▶ **Region segmentation data**

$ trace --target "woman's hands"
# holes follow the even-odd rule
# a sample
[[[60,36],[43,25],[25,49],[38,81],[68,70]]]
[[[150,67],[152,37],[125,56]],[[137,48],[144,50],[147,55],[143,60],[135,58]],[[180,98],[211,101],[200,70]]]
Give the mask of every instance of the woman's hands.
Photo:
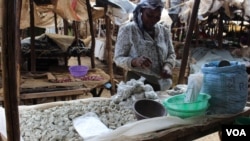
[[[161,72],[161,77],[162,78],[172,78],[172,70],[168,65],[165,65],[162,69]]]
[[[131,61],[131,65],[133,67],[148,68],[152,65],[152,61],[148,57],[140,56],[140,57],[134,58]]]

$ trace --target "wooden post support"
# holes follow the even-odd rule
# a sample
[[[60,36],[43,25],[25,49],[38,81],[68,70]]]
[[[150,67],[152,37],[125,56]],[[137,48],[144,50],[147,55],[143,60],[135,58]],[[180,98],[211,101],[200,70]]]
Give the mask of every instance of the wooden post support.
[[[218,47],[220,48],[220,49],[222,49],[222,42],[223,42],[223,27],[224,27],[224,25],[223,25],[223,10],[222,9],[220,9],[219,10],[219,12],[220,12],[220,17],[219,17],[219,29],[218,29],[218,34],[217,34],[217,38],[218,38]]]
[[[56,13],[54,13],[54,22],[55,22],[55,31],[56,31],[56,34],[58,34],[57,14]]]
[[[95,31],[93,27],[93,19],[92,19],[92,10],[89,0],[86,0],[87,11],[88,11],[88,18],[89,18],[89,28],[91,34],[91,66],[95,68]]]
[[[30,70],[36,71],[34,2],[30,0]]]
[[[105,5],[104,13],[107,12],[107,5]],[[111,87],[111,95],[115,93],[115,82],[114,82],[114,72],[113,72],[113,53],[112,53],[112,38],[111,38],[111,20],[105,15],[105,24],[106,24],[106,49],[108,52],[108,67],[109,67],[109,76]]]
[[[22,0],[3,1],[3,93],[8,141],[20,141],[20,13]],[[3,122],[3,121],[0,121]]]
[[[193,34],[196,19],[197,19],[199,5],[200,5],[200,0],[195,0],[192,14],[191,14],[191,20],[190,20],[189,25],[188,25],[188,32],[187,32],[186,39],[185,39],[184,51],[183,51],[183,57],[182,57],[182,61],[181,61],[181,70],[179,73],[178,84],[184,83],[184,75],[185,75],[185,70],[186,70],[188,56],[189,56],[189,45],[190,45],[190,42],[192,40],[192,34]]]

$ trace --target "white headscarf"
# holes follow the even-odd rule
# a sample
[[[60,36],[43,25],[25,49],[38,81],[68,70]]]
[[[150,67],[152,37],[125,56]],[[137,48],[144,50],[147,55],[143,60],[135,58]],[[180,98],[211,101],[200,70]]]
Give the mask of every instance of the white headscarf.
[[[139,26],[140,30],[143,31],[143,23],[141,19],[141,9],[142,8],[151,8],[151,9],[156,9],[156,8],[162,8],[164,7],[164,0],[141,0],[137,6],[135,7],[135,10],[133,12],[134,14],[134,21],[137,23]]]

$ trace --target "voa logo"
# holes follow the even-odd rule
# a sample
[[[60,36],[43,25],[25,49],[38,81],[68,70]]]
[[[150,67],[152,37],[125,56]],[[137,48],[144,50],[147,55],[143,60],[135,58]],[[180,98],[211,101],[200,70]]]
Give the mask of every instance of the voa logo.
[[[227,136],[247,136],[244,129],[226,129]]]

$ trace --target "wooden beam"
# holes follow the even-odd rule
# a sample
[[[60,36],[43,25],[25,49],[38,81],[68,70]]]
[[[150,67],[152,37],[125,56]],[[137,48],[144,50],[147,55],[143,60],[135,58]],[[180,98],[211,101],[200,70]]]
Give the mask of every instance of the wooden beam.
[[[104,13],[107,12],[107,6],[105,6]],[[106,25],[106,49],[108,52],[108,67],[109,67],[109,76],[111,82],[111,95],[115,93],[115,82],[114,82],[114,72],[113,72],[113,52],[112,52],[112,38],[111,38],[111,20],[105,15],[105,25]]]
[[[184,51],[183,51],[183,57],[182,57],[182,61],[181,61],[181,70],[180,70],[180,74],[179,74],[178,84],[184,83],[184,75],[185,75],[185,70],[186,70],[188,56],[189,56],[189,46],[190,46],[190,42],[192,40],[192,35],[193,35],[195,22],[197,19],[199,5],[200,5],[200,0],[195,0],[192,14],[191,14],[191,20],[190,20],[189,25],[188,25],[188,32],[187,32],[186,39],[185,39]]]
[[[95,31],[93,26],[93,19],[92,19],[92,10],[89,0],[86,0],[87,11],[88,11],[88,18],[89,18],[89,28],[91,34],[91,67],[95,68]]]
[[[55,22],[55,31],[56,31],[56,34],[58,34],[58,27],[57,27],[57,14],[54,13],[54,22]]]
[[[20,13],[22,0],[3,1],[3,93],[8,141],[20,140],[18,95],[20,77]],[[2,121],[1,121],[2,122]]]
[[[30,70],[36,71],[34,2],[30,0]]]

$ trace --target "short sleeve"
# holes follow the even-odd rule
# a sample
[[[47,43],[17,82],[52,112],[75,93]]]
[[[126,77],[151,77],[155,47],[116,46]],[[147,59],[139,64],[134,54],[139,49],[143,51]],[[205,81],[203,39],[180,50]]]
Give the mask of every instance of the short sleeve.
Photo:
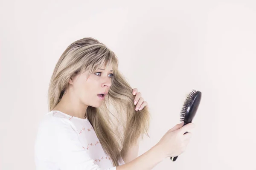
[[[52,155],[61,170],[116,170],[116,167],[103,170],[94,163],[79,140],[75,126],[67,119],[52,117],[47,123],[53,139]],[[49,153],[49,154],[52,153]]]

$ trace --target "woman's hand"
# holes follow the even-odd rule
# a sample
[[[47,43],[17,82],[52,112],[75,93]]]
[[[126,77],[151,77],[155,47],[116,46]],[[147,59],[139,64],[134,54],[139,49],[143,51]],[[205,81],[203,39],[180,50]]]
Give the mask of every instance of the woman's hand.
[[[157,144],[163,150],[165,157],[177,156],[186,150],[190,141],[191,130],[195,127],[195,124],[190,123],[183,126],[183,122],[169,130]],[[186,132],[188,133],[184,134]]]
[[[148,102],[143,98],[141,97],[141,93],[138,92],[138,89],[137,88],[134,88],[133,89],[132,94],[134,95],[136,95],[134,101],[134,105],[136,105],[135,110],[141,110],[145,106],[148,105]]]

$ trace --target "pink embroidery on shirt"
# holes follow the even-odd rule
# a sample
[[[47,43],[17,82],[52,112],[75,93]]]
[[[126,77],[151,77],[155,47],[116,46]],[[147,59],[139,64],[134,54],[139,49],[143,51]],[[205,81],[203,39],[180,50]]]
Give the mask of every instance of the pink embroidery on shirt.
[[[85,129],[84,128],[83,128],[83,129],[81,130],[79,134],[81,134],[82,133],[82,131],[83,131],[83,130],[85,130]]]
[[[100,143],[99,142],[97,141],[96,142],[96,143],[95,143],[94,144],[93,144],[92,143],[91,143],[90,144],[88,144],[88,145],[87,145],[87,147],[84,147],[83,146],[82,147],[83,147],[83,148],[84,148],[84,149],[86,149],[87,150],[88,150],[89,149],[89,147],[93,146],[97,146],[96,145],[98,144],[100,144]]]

==

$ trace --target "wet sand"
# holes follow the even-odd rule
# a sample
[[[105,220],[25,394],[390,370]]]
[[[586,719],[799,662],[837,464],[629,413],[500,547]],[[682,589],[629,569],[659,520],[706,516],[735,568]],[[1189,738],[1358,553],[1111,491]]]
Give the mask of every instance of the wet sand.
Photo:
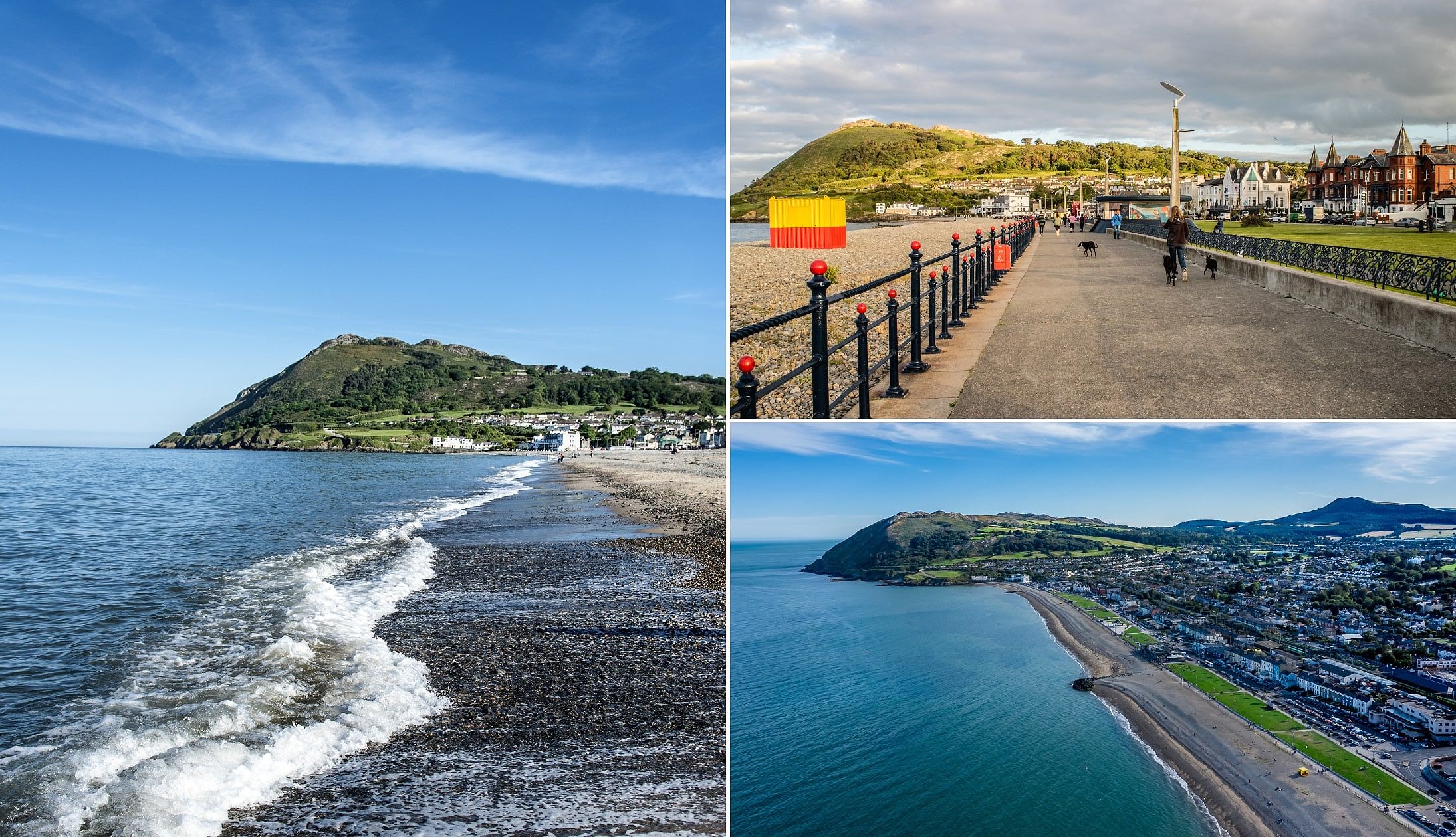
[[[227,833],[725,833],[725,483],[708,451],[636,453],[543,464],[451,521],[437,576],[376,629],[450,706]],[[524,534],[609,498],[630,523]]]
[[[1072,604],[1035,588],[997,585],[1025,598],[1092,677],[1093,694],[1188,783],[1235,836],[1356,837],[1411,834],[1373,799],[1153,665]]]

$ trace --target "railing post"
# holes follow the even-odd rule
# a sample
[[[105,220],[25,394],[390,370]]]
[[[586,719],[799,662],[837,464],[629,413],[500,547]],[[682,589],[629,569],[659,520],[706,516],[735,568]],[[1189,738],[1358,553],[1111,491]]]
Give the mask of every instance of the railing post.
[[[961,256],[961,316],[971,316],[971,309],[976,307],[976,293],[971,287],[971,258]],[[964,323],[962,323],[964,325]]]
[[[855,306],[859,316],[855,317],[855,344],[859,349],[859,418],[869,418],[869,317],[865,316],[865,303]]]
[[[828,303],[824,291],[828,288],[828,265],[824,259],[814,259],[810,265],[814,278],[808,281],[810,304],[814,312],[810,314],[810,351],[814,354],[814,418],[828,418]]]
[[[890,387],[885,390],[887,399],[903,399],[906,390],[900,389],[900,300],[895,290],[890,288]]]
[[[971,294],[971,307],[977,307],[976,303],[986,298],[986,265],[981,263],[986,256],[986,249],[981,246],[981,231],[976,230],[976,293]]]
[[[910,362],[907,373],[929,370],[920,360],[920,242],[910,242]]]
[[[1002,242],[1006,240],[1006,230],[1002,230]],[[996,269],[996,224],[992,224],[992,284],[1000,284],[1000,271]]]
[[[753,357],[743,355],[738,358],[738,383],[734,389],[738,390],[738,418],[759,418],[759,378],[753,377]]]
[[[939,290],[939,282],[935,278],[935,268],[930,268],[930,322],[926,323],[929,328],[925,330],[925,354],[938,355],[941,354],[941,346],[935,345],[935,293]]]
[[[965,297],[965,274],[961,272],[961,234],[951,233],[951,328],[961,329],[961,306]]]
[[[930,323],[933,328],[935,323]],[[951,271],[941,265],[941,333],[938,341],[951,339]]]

* * *

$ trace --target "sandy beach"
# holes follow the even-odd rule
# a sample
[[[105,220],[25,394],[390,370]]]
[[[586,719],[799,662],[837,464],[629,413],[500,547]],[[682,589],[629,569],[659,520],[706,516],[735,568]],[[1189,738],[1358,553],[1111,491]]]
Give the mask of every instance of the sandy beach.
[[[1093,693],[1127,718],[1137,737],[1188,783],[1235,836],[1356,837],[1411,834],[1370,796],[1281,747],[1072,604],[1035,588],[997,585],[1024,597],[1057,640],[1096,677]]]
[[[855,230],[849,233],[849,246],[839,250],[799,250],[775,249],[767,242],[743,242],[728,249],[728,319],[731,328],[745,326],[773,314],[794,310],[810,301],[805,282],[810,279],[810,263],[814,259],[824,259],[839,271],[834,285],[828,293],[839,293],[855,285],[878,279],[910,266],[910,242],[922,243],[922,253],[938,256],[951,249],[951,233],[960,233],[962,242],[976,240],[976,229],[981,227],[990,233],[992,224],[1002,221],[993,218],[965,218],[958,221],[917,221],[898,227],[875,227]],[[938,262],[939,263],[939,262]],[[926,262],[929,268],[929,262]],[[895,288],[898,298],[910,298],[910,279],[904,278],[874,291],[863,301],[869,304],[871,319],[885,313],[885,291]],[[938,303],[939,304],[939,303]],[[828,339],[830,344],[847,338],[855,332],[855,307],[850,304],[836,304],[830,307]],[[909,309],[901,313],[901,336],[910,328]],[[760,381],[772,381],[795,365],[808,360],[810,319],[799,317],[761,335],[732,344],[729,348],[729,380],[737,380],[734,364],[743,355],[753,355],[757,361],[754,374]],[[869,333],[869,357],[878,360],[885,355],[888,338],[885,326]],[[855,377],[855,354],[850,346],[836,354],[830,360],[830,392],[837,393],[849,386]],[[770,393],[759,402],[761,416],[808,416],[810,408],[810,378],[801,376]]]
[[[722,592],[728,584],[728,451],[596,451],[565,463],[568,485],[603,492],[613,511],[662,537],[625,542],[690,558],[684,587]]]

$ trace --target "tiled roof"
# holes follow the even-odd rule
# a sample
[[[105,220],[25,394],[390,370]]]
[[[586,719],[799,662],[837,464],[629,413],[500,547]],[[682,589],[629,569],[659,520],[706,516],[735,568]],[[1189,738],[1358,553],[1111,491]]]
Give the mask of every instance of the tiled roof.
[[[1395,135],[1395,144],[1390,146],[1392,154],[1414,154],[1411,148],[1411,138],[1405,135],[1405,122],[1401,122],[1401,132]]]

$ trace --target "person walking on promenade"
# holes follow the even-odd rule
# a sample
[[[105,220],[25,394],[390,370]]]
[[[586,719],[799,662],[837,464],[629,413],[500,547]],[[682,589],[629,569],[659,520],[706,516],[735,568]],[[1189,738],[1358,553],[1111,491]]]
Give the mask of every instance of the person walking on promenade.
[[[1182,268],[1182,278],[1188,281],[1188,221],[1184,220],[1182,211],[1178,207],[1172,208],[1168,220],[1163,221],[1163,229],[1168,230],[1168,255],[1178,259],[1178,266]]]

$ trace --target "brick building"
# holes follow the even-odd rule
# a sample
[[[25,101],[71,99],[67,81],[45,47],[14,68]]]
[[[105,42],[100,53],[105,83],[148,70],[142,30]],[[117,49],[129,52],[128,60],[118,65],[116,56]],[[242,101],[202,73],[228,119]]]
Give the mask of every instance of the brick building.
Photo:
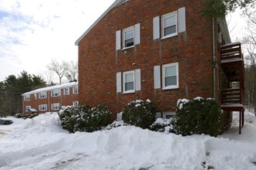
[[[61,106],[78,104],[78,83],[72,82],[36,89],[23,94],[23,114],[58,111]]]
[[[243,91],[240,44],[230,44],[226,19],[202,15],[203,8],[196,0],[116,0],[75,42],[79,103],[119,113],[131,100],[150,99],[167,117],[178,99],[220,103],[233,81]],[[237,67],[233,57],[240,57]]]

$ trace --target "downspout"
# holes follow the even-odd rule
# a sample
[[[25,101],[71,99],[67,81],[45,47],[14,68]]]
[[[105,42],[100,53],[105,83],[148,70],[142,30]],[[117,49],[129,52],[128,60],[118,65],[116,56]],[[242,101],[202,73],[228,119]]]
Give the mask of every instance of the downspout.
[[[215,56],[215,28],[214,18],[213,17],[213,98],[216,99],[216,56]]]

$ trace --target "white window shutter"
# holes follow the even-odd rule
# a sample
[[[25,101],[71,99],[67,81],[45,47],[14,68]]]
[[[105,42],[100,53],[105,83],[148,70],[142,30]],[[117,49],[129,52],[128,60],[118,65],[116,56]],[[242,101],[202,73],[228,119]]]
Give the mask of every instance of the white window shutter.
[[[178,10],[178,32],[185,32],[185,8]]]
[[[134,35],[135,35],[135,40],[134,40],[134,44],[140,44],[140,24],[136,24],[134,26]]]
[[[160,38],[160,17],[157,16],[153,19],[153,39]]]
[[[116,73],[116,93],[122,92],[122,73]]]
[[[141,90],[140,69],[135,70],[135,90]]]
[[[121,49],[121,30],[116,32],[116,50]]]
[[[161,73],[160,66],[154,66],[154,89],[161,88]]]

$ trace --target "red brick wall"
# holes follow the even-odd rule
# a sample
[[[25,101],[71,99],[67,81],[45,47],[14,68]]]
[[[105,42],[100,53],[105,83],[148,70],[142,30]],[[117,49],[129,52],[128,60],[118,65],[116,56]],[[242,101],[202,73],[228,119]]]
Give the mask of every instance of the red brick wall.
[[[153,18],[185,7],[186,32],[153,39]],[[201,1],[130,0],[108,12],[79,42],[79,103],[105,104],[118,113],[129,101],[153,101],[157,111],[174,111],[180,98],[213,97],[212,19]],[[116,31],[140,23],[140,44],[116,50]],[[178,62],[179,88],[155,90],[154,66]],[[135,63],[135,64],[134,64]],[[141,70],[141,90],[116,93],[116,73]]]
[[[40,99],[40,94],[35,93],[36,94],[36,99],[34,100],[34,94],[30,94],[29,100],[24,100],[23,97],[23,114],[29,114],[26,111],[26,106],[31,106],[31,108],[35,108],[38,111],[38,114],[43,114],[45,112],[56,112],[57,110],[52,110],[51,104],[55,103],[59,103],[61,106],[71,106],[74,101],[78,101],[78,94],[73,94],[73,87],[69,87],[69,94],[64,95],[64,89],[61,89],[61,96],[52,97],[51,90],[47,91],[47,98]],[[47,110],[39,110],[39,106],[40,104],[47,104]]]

▶ **Exercise**
Return every line of the records above that contains the string "shutter", matching case exactly.

▶ **Final result**
$ trace --target "white window shutter"
Give the mask of every instance of the white window shutter.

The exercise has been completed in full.